TASK BRIEF |
For this exercise, repeat all of the material verbatim apart from its images.

ENTRIES SHOWN |
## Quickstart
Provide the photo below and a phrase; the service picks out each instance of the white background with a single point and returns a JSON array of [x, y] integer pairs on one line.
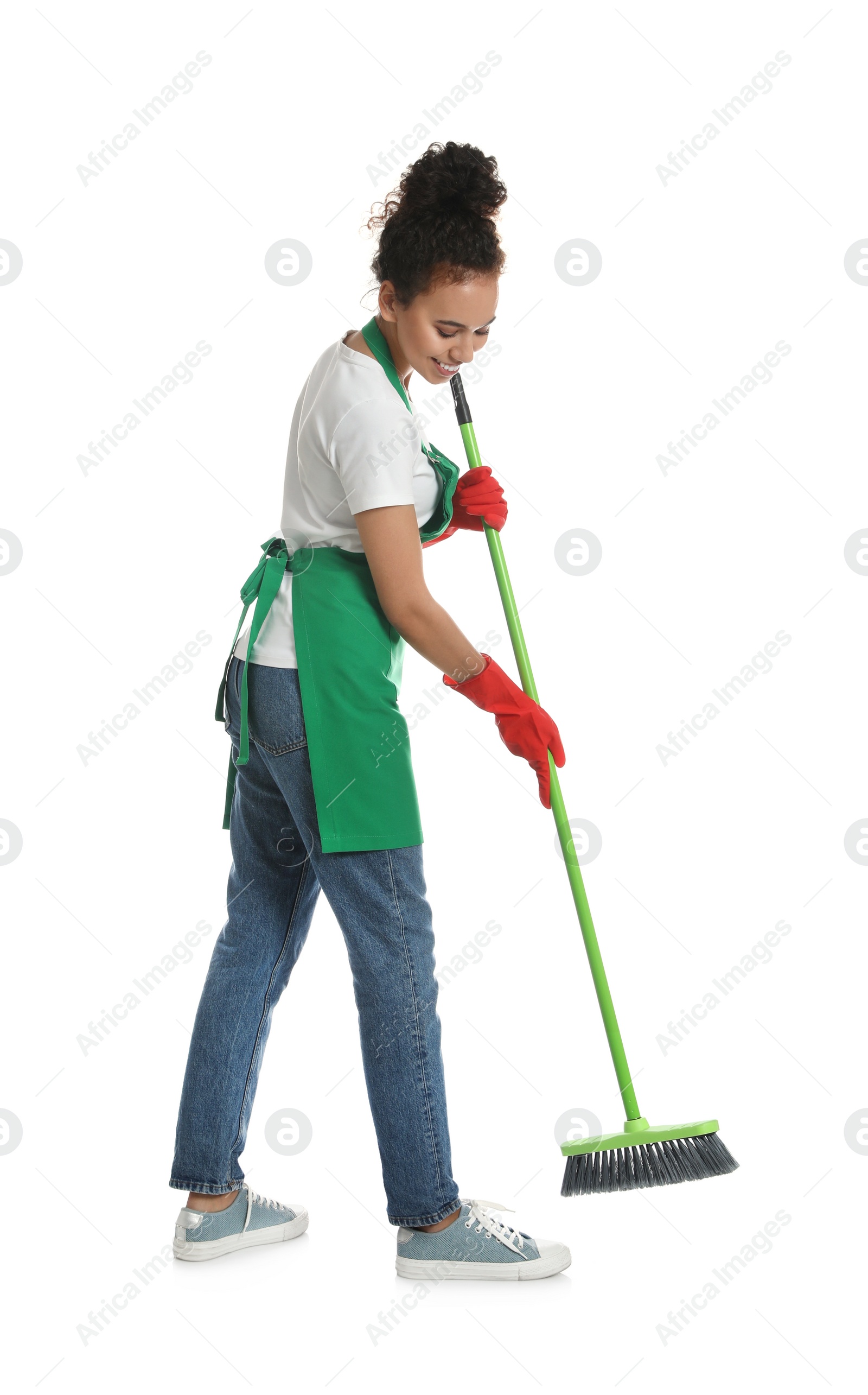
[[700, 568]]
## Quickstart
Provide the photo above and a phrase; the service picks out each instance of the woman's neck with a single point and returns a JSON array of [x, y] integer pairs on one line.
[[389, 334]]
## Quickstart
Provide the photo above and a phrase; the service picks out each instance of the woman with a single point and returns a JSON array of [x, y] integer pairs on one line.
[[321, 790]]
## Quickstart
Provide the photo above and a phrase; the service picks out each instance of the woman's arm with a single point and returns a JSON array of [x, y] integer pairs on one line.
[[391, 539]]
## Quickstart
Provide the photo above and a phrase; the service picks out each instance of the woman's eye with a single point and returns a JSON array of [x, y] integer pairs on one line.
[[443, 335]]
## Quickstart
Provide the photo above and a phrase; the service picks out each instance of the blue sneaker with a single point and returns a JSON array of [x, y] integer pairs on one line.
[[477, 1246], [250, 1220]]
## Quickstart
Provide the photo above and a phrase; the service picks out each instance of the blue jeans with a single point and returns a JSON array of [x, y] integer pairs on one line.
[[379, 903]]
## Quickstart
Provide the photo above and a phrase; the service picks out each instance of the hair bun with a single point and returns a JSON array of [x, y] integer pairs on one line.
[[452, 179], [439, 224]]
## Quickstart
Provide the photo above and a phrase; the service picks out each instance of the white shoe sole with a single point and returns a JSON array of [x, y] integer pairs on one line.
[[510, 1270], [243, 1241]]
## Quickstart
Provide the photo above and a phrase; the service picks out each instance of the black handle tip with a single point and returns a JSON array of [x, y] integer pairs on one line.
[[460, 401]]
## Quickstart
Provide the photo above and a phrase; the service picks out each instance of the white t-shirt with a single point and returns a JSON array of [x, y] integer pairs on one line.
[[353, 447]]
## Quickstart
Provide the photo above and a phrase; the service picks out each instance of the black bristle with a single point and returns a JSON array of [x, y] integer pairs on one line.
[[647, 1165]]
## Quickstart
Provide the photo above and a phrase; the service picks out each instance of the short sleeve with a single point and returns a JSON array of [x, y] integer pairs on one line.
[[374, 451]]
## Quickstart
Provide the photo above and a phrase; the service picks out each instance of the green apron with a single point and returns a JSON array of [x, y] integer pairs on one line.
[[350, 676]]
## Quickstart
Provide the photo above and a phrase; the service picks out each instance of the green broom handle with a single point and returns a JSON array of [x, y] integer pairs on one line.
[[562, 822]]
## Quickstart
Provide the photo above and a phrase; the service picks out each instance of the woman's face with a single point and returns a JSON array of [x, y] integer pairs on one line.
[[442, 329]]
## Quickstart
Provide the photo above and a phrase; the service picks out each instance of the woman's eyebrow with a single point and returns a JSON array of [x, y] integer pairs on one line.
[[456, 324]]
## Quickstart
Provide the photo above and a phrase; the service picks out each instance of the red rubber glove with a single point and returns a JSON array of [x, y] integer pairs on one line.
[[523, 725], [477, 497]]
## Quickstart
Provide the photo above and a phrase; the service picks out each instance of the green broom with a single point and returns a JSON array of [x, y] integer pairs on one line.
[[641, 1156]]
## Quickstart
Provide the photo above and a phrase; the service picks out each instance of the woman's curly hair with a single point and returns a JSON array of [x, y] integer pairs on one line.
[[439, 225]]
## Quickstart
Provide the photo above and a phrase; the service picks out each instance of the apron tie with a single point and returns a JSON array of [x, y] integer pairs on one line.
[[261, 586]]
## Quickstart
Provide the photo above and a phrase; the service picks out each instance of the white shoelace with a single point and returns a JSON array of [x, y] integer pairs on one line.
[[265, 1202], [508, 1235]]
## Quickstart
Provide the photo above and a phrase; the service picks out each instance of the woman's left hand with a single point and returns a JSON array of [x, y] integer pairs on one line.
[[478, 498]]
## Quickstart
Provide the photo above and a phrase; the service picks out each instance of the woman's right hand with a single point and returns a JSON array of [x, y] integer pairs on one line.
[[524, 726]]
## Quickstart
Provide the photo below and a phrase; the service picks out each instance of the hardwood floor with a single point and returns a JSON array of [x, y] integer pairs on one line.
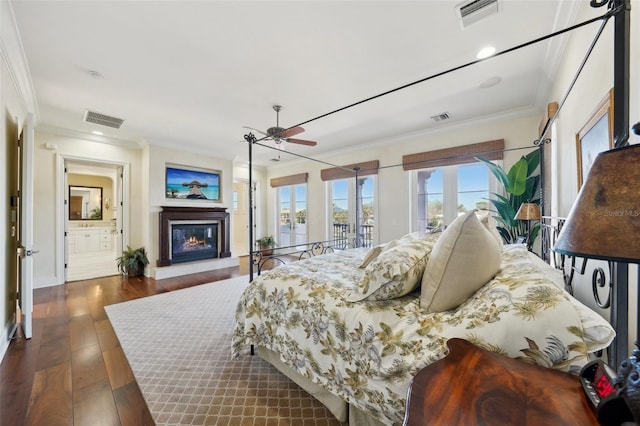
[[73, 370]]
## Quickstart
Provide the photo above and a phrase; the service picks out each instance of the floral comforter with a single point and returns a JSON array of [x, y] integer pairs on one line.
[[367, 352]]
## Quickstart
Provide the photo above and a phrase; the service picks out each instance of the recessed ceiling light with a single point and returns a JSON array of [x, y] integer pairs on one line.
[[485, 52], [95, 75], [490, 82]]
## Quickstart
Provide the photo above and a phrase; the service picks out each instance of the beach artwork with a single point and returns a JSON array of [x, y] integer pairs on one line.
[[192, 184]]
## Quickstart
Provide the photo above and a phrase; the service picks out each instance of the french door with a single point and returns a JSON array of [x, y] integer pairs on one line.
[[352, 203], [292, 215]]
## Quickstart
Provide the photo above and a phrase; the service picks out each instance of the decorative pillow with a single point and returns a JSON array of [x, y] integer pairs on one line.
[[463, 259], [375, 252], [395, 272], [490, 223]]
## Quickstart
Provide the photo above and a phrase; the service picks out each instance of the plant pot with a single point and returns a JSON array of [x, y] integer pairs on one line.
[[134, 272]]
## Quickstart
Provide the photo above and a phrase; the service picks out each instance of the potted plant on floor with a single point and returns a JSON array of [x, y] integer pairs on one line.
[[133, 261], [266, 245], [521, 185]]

RESPONSE TO THIS TASK |
## Quickstart
Provide the photo below and a phrase; the service picks out each instance of the white background with a single point and returns a JSON array of [x, y] integer pairs on one line.
[[700, 568]]
## Quickstart
Provide the photo above and a phrase; the service picks out each instance of the woman's neck with a single point and returns a JSON array of [x, y] integer pairs on one line.
[[389, 334]]
## Quickstart
Provide the photo above and a phrase; the service picks out each instance of the woman with a single point and returns a JSON array of [x, y] integer pairs on one line.
[[321, 790]]
## Quickstart
Provide the photo above and a phrase; the service picks out each instance of the woman's arm with a single point and returns a JSON array of [x, y] integer pairs on one line.
[[391, 539]]
## Quickstart
Provide the photo above and a phrase; the service picks out each instance of the woman's eye with a single point and returns a JSON array of [x, y] integer pairs on one line.
[[443, 335]]
## Quickstart
Provide the photo above and a phrase; the service picks out each instance of the blue sneaker with a single point and returns a JSON array of [x, y] integer pairs on one line.
[[477, 1246], [250, 1220]]
## Quickstart
Provide the photo above and a phrase; the service picks out each instance of the blue jeans with a single point and returns a JSON array of [x, y] integer pairs on one line.
[[379, 903]]
## Quickstart
Provide the photo above and a phrase; the service picks out each instance of the hair bun with a single point and returns a JSON array of [x, y] integer pairs on one line.
[[452, 179], [439, 224]]
## Quickstart
Provide the photo above and a phrase; the service picks out each instance of the white shoe sole with a single point and returns a JSON array of [x, y] integer pairs on one line.
[[510, 1270], [243, 1241]]
## Quickstart
Provide the photo above and a phrase; the service picks out each instance of the black handle tip with a single point and returns a JSON array of [x, y] integer pairs on one line.
[[460, 401]]
## Quickstart
Provide the photo above and a phrase; the service picks out each instance of the white t-shirt with a single point and returns a JSON array of [x, y] integer pairs on one line.
[[353, 447]]
## Quickstart
Provide the photo above and a phrase; the service picks out each instance of the black bristle with a single point and returns a JSON array of [x, y] integer pairs on one line.
[[647, 1165]]
## Quickstart
Provide the photo above and a phrase; the service picks out each instance of the short sleeve with a single point and returns a JSON array of [x, y] integer pairs on one line.
[[374, 451]]
## Quickstart
Provide the photo above and a phrase; the service picks out each instance of the green apron with a single point and returns a JSON array of [x, y] integer pairs on one line.
[[350, 676]]
## Quickstart
Provide the photo above and a phrase; the service picks out each instance of the green broom handle with a single point and returns a JSON array of [x, y] integer pairs on one line.
[[562, 822]]
## Quickstart
Provide the photo above and a phrase; the service picks out each instance of the woman's face with a single point and returns a JSON array of [x, y] integer pairs on one line.
[[442, 329]]
## Quickstart
Provide the photo above and a phrase; the service picks out each instance of the woman's eyebrow with a single point and returns a JSON array of [x, y] integer pairs on one line.
[[456, 324]]
## Quickstart
Provide the photo above and a phrase; the service picks out each instance of the red rubber glove with a single point and returns a JSON array of [x, y] integer pairs on one line.
[[523, 725], [477, 497]]
## Quickstart
Provide the photo above and a phrase; the service picks out each instance of the green broom with a single point and returns a JSON array of [x, y] integer pairs on one line.
[[641, 1156]]
## Quickstart
Provide the photo above and a phrase; the service picks out each instance of the woman's curly hair with a single point and returns a JSON array of [x, y] integer pairs on one line.
[[439, 225]]
## Quickstart
Provide the photo above and a phrase; the service picks out each instance of the apron tie with a single point and returns a JSON array of [x, y] integer pairs on one line.
[[261, 586]]
## Quickstart
Provide the photo above and a phrase; the service picks out each instance of the white shoelace with a single point and returns a JSON array of [x, y] integer pairs on one line.
[[265, 1202], [508, 1235]]
## Quickstart
Provide the photo above and a phrase; the service picks out each instance of the woman's left hand with a single point and returns a JSON array of [x, y] integer pairs on one line.
[[478, 498]]
## Quickstart
Provide the photo above and a phrase; the service picks out each instance of the woman's right hand with a single point and returns a JSON array of [x, y] integer pairs on one line.
[[524, 726]]
## Quickstart
Provide the photo below and a phrase; the service picks out each instance of the hardwood floor with a single point and returns a JSON array of [x, y] integer pairs on one line.
[[73, 370]]
## Quickstart
Provide the photo above and a phrase; the service picks out each instance of the floral comforter with a single point and returns a JSON array of [x, y] integer pairs on one line.
[[367, 352]]
## Quickstart
Provide the photo above and a phrase; the service picks out each instance of the recessed ceiling light with a single point and returns a JSON array of [x, y] integer pairs on one line.
[[485, 52], [95, 75], [490, 82]]
## Quickstart
Provide the photo above and a phrase; the service picks out each instance of the beach artwork with a single point and returns a JSON array of [x, y] integer pairs on one line.
[[192, 184]]
## Quickstart
Provide the photo above and a phrase; the service picks out each instance of the french door with a single point and returns a JSON array of [x, y] integer pairs on one line.
[[352, 203], [292, 215]]
## Quickstart
Provide the photo above and a phrase; the service picks out each instance of the decorative pillow with a single point and returns a JSON array of [x, y] integer pairs on one line.
[[463, 259], [375, 252], [395, 272], [490, 223]]
## Quickstart
Provide the photo above and a phrase; the service picks out each instance of the plant pot with a single point and returns a JSON array of [x, y] integer pairs on one line.
[[134, 272]]
## Quickstart
Provide the photo above and a phrase; the service picks out each instance of the potted plant on floor with a single point and returns a JSON array of [x, y] integer pairs on one line.
[[133, 261], [266, 245], [521, 185]]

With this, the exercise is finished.